__Passage__
____________________
In [1]:
# Make boxes window width. 
from IPython.core.display import display, HTML
display(HTML("<style>.container { width:100% !important; }</style>"))

In [206]:
import torch
import torchvision
import torch.nn as nn
import torch.nn.functional as F
from torch.autograd.functional import vjp
import time

if torch.cuda.is_available():
    device = torch.device("cuda:0")
    torch.set_default_tensor_type(torch.cuda.FloatTensor)
else:
    device = torch.device("cpu")

In [207]:
class Block(nn.Module):
    def __init__(self):
        super(Block, self).__init__()
    def forward(self, x, t, net_params):
        size = x.size()
        x = F.relu(F.conv2d(x, net_params[0:9*size[1]*size[1]].view(size[1],size[1],3,3), padding=1))
        x = F.relu(F.conv2d(x, net_params[9*size[1]*size[1]:18*size[1]*size[1]].view(size[1],size[1],3,3), padding=1))
        return x

In [208]:
RK4 = ((  0,),
       (1/2, 1/2,),
       (1/2,   0,  1/2,),
       (  1,   0,    0,   1,),
       (1/6, 1/3, 1/3, 1/6,))

EF = ((0,),
      (1,))

"""
General Runge-Kutta Solver.
https://en.wikipedia.org/wiki/Runge–Kutta_methods

b_tableau, nested tuple, contains weights of integration. 
f, function, is the function to iterate. Should only be a function of x, t. 
x0, FloatTensor, is the intial condition.
t0, FloatTensor, is the start time of integration.
t1, FloatTensor, is the end time of integration.
N, int, is the desired number of timesteps. 
"""

def explicit_RK(b_tableau, f, x0, t0, t1, N):        
    h = (t1 - t0) / float(N) # calculate step size
    x = x0 # initialize saved dynamics
    mesh = (t0 + h * i for i in range(N)) # generator of time values
    for time in mesh:
        
        k = [f(x, time + h*b_tableau[0][0])] # Covers the first row of the Butcher tableau. 
        for i, row in enumerate(b_tableau[1:-1]): # Covers the middle rows of the Butcher tableau.
            k.append(f(x + sum(w * k[idx] * h for idx, w in enumerate(row[1:])), time + row[0] * h)) # calculate k's.
____________________
__Aim of the task__
Answer these questions from the notebook above.
(a) Which device does the notebook set when CUDA is not available?
(b) What padding value is passed to F.conv2d in the forward method of Block?
(c) According to the solver's docstring, what does N stand for?
____________________
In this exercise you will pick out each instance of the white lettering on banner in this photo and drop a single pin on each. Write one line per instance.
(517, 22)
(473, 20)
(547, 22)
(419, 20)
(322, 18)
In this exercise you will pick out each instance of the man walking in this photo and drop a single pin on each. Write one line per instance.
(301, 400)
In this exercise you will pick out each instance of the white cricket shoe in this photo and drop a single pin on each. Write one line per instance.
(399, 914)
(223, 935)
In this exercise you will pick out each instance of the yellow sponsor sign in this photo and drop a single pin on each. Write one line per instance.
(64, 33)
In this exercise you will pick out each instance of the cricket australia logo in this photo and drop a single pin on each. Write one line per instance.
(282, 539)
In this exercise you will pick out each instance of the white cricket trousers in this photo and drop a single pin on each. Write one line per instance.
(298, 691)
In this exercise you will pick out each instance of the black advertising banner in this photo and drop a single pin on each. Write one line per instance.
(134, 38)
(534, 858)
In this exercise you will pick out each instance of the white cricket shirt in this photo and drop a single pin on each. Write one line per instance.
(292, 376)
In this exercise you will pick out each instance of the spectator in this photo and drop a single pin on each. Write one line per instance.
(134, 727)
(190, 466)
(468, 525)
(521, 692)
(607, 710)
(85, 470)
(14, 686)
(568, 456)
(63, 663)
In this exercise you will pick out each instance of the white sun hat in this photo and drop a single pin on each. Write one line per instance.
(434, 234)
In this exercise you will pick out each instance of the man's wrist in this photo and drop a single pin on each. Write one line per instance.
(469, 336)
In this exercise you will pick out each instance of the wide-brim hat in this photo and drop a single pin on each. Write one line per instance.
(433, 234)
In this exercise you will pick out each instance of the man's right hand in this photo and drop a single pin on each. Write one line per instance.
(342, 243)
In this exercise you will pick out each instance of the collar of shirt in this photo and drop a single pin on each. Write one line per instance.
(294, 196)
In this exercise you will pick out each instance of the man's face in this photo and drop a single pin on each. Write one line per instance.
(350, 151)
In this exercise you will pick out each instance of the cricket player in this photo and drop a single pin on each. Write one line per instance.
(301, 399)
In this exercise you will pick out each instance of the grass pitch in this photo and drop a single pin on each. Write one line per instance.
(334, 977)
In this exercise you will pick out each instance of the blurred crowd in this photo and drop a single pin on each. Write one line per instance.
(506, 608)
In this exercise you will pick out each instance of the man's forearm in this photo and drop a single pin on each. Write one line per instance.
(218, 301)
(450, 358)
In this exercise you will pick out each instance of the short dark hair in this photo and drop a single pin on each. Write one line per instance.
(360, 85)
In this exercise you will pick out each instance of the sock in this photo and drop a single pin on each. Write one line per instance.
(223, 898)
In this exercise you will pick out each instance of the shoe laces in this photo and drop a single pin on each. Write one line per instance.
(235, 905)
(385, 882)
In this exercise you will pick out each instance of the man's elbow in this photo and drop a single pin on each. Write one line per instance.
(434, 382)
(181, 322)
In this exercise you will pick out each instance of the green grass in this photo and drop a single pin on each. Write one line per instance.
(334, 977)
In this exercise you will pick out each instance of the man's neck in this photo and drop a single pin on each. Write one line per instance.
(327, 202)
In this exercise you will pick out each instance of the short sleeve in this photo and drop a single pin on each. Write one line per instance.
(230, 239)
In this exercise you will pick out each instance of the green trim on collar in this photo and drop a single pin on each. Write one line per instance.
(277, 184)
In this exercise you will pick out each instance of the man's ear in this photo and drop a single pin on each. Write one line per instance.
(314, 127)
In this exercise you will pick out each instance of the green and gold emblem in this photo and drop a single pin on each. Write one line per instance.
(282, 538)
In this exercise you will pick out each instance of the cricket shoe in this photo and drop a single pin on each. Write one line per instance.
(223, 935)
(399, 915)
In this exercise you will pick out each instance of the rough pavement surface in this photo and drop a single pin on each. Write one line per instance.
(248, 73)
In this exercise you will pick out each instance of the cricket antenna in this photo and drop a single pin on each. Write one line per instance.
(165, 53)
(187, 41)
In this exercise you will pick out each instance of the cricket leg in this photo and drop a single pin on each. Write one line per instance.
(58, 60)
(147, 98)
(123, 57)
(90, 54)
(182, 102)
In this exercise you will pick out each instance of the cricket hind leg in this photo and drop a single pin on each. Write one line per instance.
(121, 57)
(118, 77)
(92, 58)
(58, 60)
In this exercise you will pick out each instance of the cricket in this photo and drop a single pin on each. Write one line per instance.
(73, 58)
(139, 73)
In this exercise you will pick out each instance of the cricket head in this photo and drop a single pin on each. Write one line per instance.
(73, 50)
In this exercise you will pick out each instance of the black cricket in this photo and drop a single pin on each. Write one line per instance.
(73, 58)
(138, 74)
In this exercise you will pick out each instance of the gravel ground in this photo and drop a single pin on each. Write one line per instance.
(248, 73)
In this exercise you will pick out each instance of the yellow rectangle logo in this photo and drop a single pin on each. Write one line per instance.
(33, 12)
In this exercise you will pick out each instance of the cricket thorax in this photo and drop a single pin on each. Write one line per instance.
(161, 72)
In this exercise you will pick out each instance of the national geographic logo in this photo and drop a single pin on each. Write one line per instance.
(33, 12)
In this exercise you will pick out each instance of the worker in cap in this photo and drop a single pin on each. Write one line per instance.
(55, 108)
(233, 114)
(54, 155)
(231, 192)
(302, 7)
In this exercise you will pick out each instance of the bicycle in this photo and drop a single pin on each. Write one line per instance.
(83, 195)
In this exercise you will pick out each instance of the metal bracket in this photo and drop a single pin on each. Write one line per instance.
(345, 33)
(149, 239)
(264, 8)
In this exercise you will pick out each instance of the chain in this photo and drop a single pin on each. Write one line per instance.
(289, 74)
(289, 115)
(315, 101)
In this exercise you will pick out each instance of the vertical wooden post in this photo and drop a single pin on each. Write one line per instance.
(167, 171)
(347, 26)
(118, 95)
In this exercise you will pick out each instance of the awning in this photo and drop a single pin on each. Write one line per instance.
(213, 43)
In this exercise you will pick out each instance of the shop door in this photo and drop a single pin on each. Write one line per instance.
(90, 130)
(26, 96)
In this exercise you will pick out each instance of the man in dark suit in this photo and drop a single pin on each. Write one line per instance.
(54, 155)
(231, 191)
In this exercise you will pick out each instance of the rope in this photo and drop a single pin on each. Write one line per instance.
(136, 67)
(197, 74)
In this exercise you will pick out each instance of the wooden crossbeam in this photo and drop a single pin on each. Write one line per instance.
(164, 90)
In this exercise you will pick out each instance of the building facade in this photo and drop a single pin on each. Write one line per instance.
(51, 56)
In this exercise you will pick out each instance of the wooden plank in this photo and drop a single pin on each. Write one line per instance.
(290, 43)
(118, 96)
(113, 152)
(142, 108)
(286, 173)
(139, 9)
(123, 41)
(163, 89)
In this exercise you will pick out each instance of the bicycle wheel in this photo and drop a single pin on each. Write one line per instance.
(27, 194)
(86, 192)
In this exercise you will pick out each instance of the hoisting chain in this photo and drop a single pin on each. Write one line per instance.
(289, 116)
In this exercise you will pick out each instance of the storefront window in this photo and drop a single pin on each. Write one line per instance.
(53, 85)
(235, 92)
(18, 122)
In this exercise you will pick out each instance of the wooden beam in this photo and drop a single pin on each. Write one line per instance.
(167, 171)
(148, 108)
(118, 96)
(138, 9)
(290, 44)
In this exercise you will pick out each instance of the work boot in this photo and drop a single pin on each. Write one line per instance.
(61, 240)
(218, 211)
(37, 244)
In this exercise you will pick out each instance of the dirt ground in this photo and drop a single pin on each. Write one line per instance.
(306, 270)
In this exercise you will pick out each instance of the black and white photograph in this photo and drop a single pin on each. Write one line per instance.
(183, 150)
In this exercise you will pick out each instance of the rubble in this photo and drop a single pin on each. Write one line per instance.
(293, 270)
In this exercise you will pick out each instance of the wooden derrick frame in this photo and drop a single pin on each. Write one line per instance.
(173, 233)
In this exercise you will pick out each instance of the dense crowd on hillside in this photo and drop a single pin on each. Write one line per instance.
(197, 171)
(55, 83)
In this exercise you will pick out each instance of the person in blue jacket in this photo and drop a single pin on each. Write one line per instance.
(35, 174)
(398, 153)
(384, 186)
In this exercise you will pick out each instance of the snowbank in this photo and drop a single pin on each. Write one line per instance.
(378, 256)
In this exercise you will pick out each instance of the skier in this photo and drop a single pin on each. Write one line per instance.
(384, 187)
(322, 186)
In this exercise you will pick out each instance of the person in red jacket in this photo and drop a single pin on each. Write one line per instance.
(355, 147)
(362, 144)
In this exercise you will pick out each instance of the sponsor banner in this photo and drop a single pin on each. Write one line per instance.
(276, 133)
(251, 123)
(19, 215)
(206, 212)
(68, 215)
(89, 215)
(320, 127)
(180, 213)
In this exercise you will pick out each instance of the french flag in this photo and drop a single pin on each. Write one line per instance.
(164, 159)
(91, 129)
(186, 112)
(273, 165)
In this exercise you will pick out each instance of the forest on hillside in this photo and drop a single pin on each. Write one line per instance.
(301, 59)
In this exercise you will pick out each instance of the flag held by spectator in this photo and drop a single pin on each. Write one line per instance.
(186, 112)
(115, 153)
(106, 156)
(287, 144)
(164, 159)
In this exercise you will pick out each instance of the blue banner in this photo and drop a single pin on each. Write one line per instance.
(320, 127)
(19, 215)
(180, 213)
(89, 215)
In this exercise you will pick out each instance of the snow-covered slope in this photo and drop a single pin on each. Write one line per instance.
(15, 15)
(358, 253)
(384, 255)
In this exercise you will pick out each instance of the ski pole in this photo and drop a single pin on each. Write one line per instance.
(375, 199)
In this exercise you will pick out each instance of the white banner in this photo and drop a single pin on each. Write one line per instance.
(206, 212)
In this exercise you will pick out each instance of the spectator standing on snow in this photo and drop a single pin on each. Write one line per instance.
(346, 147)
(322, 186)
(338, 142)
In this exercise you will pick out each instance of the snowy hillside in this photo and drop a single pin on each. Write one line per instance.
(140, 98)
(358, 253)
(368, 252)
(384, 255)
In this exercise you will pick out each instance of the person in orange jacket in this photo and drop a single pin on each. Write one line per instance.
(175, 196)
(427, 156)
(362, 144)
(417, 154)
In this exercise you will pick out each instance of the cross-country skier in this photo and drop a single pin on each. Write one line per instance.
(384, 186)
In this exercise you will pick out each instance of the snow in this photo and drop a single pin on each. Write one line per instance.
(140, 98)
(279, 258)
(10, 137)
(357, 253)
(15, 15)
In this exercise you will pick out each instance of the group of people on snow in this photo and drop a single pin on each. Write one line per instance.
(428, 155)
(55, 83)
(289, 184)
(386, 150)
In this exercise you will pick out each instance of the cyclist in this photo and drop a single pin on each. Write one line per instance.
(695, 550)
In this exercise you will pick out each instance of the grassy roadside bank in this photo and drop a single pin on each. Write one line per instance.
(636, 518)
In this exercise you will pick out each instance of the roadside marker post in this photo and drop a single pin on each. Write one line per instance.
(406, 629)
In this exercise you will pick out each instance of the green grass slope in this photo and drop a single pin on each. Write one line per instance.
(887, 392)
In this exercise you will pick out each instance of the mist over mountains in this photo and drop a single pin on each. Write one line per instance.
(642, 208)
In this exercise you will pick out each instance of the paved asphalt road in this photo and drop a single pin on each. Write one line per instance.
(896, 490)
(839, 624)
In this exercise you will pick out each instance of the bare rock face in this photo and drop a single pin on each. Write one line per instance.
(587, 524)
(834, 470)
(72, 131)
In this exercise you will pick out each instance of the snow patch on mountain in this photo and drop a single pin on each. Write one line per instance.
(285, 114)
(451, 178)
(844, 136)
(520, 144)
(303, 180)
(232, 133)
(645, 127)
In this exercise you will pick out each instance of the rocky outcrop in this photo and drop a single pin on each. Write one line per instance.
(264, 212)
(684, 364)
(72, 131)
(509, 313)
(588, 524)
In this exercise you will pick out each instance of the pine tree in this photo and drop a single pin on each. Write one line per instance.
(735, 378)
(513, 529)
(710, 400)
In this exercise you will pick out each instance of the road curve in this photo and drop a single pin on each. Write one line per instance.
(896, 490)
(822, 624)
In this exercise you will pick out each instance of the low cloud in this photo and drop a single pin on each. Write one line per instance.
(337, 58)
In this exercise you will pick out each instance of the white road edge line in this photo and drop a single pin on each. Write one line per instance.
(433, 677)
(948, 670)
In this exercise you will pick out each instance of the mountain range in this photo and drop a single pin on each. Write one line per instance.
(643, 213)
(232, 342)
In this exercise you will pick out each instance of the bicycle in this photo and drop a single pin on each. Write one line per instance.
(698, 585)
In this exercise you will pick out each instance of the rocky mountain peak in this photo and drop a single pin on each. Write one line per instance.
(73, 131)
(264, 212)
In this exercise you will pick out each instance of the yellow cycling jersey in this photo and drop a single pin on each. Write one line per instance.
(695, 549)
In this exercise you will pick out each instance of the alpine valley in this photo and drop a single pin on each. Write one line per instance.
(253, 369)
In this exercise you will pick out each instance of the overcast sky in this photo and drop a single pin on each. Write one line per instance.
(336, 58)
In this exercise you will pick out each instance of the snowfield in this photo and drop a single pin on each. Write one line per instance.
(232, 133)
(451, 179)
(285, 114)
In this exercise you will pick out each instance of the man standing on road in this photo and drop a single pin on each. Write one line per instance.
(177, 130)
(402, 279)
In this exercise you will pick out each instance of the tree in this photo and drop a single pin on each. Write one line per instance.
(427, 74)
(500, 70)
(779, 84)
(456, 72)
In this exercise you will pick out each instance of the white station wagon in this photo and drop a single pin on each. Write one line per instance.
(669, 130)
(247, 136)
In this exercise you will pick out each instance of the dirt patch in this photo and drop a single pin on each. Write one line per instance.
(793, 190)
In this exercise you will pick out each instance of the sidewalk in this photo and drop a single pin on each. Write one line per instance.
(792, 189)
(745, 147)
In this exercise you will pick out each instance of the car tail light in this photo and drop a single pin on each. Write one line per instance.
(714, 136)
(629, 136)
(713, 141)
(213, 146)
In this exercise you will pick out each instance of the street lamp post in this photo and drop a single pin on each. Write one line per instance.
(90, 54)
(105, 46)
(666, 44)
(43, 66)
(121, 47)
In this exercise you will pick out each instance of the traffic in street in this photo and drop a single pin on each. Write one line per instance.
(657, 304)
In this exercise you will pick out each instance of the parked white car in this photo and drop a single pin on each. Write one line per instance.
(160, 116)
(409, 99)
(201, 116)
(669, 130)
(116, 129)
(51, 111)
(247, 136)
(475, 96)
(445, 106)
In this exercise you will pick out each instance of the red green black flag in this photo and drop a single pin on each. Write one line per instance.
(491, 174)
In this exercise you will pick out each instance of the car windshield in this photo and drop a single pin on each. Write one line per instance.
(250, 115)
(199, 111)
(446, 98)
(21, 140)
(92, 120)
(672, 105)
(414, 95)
____________________
__Result of the task__
(a) torch.device("cpu")
(b) 1
(c) The desired number of timesteps.